## Instruções
1. Segundo a entrevista sobre a crise na Itália, por que a alta proporção de contratações temporárias agrava a situação dos trabalhadores? Responda em uma a três frases.
2. Prossiga com a entrevista sobre a crise na Itália a partir da última pergunta apresentada.
━━ Trecho citado ━━
PSTU Vale - Como a crise econômica mundial atingiu a Itália?
Eraldo - Vemos muitas fábricas fechadas e com a diminuição dos empregos aumenta o número de trabalhadores pedindo ajuda pelas ruas. O desemprego está em 13,2%, dados de outubro divulgados em 28/11. O pior índice em mais de 30 anos. Entre os jovens chega a 43%. Além do desemprego, os trabalhadores e a juventude no país enfrentam uma precarização crescente. 70% das contratações recentes são temporárias, o que facilita a superexploração, principalmente da juventude. Outro sintoma da crise é são as mobilizações por moradia. Os conflitos com a polícia nas situações de desocupação de prédios públicos são uma constante nas grandes cidades como Roma, Milão e Bolonha.

PSTU Vale - Quais as medidas das reformas trabalhistas e dos ajustes fiscais que têm sido feitas pelo governo?
━━━
━━ Trechos do material ━━
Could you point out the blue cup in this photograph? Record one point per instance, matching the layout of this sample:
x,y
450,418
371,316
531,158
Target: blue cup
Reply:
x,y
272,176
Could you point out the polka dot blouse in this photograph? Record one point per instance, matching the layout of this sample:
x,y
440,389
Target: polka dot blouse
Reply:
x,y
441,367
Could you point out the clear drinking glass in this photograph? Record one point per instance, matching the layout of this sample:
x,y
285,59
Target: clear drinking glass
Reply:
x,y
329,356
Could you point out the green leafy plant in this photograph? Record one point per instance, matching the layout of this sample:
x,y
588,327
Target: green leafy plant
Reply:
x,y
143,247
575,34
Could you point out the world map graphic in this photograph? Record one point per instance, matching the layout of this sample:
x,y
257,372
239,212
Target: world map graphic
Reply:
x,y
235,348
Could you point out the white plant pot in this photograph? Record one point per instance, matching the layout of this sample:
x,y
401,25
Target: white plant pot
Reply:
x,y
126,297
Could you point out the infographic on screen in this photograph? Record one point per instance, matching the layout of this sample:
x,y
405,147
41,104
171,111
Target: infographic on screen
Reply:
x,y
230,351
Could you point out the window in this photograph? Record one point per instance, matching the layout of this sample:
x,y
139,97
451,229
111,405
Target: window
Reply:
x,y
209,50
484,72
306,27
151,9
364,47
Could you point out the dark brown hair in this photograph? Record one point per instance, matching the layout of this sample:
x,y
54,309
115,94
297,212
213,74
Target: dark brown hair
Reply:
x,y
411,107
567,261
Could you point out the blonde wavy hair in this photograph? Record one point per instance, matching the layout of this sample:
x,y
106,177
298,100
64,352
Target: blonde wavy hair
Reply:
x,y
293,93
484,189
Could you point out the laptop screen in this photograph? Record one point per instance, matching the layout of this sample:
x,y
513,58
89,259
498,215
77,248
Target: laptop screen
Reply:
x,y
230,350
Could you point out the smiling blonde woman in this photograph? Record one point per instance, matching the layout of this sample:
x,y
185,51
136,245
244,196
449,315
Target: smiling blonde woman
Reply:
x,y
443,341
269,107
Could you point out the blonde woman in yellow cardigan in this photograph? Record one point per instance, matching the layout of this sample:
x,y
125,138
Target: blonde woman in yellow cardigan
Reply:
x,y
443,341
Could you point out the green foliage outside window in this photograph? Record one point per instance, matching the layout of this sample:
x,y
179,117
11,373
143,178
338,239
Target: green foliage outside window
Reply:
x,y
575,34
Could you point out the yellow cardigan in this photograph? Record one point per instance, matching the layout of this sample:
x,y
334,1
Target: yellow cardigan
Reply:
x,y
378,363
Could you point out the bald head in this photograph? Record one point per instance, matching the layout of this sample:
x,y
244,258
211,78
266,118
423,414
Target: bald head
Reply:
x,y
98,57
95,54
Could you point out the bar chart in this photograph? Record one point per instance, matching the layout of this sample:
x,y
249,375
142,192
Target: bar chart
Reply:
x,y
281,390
━━━
## Respostas
1. Porque 70% das contratações recentes são temporárias, o que facilita a superexploração dos trabalhadores, principalmente da juventude.

2.
Eraldo - As medidas vão desde o chamado “acordo de representatividade”, proposto pelo governo e assinado pelas principais centrais sindicais como a CGIL (Confederação Geral Italiana do Trabalho) e a UIL (União Italiana do Trabalho), que limita a representação por local de trabalho, passando pelo corte nos gastos públicos. Na área da educação, por exemplo, o governo lançou o plano “Boa escola” que, na prática, institucionaliza o professor precário, sem realização de concurso público, fazendo com que o professor trabalhe mais horas. Assim como a alteração do artigo 18, mencionada anteriormente, são medidas que atacam diretamente os trabalhadores.

PSTU Vale – Há algum processo de reorganização no movimento sindical italiano?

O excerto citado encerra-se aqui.